Texte fourni:
──────

Danger d’extinction parmi les roseaux
La Grande Cariçaie est le plus grand marais lacustre de Suisse. Composée de neuf réserves naturelles et zones protégées, elle est située sur le rives sud-est du lac de Neuchâtel. Née des suites des grands travaux de correction des eaux du Jura au XIXe siècle qui visaient à assainir ce que l’on appelait alors «le Grand Marais», la Grande Cariçaie est en quelque sorte une compensation naturelle de ce Grand Marais où les espèces aquatiques ont pu se réfugier.
Aujourd’hui, la réserve naturelle comprend un quart de la faune suisse. On y recense notamment 106 espèces dites prioritaires. C’est-à-dire que ce sont des espèces menacées dans toute la Suisse et pour la conservation desquelles la réserve naturelle de la Grande Cariçaie a une responsabilité particulière du fait du nombre important d’individus présents dans sa zone géographique.
Lutter contre la destruction des habitats
En tant que société, nous avons plus ou moins de pouvoir d’action sur ces éléments. «Pour lutter contre le déclin des espèces, il faut déjà protéger les zones qu’il nous reste, expose Sophie Marti. De plus, il faut que ces zones puissent rester connectées, afin de pouvoir garantir les échanges génétiques entre elles et éviter que les individus ne se reproduisent entre eux. Souvent, c’est l’isolement des écosystèmes qui précipite leur destruction.»
Une problématique qui, selon la biologiste, est cependant bien reconnue par les cantons qui ont mis en place des politiques de trames vertes et bleues (réseaux formés de continuités écologiques terrestres et aquatiques), mais aussi noires (corridors d’obscurités nocturnes sans pollution lumineuse) pour relier les différents habitats entre eux.
«Il est essentiel de garder de la place pour la nature. C’est une problématique importante qui passe souvent au second plan des inquiétudes quant aux dérèglements climatiques. Or, la perte de résilience de nos écosystèmes est un sujet sur lequel il faut très sérieusement se pencher», conclut Sophie Marti.
«Écosystème = vie»

──────

Consigne A:
Répondez aux questions suivantes à partir du texte sur la Grande Cariçaie.
(i) De combien de réserves naturelles et zones protégées la Grande Cariçaie est-elle composée ?
(ii) Combien d'espèces dites prioritaires recense-t-on dans la réserve naturelle ?
(iii) Que désignent les trames noires mises en place par les cantons ?
Consigne B: Poursuivez le texte sur la Grande Cariçaie à partir du point où il s'interrompt.

[Éléments du jeu de données]

──────

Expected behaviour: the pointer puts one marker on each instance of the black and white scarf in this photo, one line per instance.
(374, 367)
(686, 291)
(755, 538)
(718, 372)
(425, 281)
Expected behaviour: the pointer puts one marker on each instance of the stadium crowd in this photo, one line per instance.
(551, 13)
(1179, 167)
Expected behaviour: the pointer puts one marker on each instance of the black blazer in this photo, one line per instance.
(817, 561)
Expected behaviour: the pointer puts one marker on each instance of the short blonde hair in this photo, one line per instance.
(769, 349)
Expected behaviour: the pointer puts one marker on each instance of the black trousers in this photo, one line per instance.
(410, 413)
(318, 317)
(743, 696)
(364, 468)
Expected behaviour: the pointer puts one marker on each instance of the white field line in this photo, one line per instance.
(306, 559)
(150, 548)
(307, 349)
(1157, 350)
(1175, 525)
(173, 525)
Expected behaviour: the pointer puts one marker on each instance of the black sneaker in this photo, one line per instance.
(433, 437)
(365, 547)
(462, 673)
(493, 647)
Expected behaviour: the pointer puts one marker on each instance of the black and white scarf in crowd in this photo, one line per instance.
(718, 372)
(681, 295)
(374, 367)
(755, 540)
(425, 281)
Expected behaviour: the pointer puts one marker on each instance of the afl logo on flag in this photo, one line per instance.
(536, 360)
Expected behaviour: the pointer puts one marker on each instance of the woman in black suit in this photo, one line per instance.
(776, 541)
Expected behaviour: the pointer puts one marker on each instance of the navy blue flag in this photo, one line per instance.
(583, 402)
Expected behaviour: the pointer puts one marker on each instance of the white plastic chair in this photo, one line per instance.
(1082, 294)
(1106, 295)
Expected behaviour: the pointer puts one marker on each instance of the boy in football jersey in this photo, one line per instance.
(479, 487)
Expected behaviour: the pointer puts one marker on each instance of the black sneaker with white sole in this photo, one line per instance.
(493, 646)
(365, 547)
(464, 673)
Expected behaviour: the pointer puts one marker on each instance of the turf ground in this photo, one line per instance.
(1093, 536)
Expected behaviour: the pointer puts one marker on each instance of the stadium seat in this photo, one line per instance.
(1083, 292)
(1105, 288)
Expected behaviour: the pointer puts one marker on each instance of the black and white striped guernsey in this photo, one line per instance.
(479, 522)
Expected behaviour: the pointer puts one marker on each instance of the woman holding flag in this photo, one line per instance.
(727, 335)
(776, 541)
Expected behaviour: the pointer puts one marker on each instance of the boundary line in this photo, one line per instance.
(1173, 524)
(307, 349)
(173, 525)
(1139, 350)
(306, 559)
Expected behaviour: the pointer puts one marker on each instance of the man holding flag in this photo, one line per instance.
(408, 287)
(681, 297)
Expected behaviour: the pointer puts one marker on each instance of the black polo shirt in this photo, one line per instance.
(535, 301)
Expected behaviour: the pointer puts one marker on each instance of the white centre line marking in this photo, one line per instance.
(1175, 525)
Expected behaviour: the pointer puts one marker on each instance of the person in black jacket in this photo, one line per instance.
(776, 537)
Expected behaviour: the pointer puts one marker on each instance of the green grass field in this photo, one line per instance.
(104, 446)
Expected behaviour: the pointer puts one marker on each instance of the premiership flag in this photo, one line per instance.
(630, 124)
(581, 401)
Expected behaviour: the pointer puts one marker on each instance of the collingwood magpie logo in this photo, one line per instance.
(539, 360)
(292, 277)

──────

Réponse A:
(i) Neuf.
(ii) 106.
(iii) Des corridors d'obscurités nocturnes sans pollution lumineuse.

Réponse B:
Rappelons que, comme le présente l’Office fédéral de l’environnement (OFEV), les écosystèmes sont à la base de notre alimentation, régulent notre climat et fournissent une eau et un air purs. Ils sont ainsi essentiels pour le maintien de notre santé et de notre économie. Cependant, ils sont uniquement en mesure de préserver cet équilibre dans le cas où les biotopes sont variés et fonctionnels, ce qui, dans le cas de la faune d’eau douce, n’est progressivement et inexorablement plus assuré.
Les grenouilles ne chantent plus, mais les criquets dansent
Les données à disposition pour mesurer le déclin des espèces prioritaires de la Grande Cariçaie étant souvent inégales, il est parfois difficile d’établir des tendances précises. Pour certaines espèces bien connues, il est pourtant possible de poser quelques conclusions, comme c’est le cas pour la rainette verte. D’autres espèces, en revanche, se portent aussi très bien, comme le tétrix des vasières.
La rainette n’est plus reine en ses lieux
La rainette verte, petit amphibien de la famille des Hylidae, est menacée dans toute la Suisse. Depuis plus de trente ans, le noyau de population des mâles chanteurs de la Grande Cariçaie est en constante érosion. S’il est difficile d’en connaître la cause, la concurrence avec la grenouille rieuse pourrait être une explication. Introduite il y a quelques décennies pour ses qualités gastronomiques (les fameuses «cuisses de grenouilles»), elle est beaucoup plus grosse que la rainette verte et se nourrirait des têtards de sa petite voisine.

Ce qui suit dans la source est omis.